▸ **WHAT IS ASKED**
From the rivalry article below, write out the passage starting at "Postseason history" and ending at "all-time series, 8–7.", substituting "semi-finals" for "semifinals" wherever it occurs.

Pampanga Giant Lanterns–San Juan Knights rivalry
- Teams: Pampanga Giant Lanterns; San Juan Knights;
- First meeting: June 20, 2018 (MPBL) San Juan 93, Pampanga 70
- Latest meeting: September 4, 2025 (MPBL) San Juan 73, Pampanga 68

Statistics
- Total meetings: 15
- All-time series: 8–7 (San Juan)
- Longest win streak: San Juan W6
- Current win streak: San Juan W1

Postseason history
- 2020 MPBL North Division semifinals: San Juan won, 2–0; 2023 Pilipinas Super League semifinals: Pampanga won, 2–0; 2023 MPBL North Division finals: Pampanga won, 2–0; 2024 MPBL North Division finals: Pampanga won, 2–0;

= Pampanga Giant Lanterns–San Juan Knights rivalry =

Filipino basketball rivalry

The Pampanga Giant Lanterns and San Juan Knights both joined the Maharlika Pilipinas Basketball League (MPBL) as expansion teams for its 2018–19 season. The two teams have consistently faced off in the playoffs, particularly in the mid-2020s when they are battling spot in the finals of both the MPBL and the Pilipinas Super League (PSL). As of September 4, 2025, San Juan leads the all-time series, 8–7.

== History ==

=== 2018–2020: First meetings ===
Both teams first faced each other on June 20, 2018, which happened to be their first games as expansion teams. The then-named Pampanga Lanterns hosted the game at AUF Sports and Cultural Center in Angeles City, but San Juan beat the home team with a score of 93–70. It wouldn't be until the following season when both met in the playoffs for the first time. In the 2020–21 MPBL playoffs, San Juan swept the now-Giant Lanterns in the best-of-three series. Game 1 of that series also featured a game-winning layup made by Mike Ayonayon.

=== 2023–present: Fighting for contention ===
Entering their semifinals match-up in the 2023 PSL DUMPER Cup playoffs, San Juan has beaten Pampanga in all six of their meetings up to that point. In addition, San Juan came into the playoffs undefeated at 15–0 while Pampanga finished 10–5. On March 27, 2023, the Pampanga franchise finally reigned over the San Juan franchise on an 87–84 victory at the Filoil EcoOil Centre. They then went on to win game 2 at home at the Bren Z. Guiao Convention Center to advance to the finals and eventually win their first professional championship against the Davao Occidental Tigers.

▸ **RAW DATA**
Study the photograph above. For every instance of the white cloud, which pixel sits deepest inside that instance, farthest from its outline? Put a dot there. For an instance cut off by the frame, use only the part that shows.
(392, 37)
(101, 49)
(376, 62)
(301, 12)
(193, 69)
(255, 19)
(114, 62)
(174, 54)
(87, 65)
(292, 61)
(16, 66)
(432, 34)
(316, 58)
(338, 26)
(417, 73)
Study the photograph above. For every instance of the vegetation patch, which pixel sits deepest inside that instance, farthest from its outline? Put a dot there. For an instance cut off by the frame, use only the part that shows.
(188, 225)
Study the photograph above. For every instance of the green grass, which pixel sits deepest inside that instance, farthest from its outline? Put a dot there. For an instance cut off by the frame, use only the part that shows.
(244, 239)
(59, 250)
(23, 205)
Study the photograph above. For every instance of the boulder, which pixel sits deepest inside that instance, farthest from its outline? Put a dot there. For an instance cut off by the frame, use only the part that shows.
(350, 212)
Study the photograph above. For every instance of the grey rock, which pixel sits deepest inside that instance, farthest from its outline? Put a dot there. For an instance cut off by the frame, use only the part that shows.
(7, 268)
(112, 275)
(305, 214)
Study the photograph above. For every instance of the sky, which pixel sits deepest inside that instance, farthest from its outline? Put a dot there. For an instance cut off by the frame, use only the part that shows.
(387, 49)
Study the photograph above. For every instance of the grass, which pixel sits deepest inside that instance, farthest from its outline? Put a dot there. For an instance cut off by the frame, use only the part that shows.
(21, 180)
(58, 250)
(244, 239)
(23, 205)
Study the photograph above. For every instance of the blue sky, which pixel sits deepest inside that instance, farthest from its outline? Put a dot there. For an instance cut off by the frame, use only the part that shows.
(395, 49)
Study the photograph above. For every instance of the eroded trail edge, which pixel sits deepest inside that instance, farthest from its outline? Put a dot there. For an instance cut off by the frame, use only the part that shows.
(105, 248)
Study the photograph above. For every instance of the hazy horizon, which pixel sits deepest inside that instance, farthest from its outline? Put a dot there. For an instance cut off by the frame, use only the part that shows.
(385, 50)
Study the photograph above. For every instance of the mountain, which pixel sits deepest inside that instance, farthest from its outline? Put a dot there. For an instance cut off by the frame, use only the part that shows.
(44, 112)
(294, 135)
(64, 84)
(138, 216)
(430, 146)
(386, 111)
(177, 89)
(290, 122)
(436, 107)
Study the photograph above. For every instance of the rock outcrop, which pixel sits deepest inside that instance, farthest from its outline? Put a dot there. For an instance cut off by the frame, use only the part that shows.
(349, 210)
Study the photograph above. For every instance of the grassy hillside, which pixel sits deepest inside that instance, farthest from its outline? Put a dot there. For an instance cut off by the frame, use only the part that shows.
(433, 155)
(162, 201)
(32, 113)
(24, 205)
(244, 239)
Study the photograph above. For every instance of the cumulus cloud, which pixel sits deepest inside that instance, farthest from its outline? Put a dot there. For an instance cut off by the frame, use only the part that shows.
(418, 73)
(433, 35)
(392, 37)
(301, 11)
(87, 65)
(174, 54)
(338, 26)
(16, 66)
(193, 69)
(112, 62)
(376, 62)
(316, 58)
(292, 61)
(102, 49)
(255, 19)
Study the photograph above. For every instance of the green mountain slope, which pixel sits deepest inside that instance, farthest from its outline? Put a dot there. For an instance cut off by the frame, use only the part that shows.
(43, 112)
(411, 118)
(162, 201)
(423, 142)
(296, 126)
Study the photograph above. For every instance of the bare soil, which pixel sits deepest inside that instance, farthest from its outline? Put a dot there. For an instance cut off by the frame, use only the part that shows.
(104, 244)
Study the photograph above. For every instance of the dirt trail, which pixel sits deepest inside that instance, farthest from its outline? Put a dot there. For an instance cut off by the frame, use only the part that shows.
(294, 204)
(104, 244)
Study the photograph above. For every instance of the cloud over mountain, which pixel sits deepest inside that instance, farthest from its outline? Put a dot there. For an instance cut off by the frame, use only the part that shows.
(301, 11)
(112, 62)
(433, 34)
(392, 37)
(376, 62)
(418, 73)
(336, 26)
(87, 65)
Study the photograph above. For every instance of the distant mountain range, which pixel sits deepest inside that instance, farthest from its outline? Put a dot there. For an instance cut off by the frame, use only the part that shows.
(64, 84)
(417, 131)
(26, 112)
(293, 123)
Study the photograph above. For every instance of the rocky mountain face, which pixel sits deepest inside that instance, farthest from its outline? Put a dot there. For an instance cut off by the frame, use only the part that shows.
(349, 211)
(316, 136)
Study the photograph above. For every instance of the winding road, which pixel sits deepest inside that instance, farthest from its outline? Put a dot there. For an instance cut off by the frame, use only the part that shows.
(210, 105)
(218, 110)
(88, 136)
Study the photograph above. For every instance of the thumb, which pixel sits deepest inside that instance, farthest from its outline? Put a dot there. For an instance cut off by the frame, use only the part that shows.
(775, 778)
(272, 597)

▸ **EXPECTED OUTPUT**
Postseason history
- 2020 MPBL North Division semi-finals: San Juan won, 2–0; 2023 Pilipinas Super League semi-finals: Pampanga won, 2–0; 2023 MPBL North Division finals: Pampanga won, 2–0; 2024 MPBL North Division finals: Pampanga won, 2–0;

= Pampanga Giant Lanterns–San Juan Knights rivalry =

Filipino basketball rivalry

The Pampanga Giant Lanterns and San Juan Knights both joined the Maharlika Pilipinas Basketball League (MPBL) as expansion teams for its 2018–19 season. The two teams have consistently faced off in the playoffs, particularly in the mid-2020s when they are battling spot in the finals of both the MPBL and the Pilipinas Super League (PSL). As of September 4, 2025, San Juan leads the all-time series, 8–7.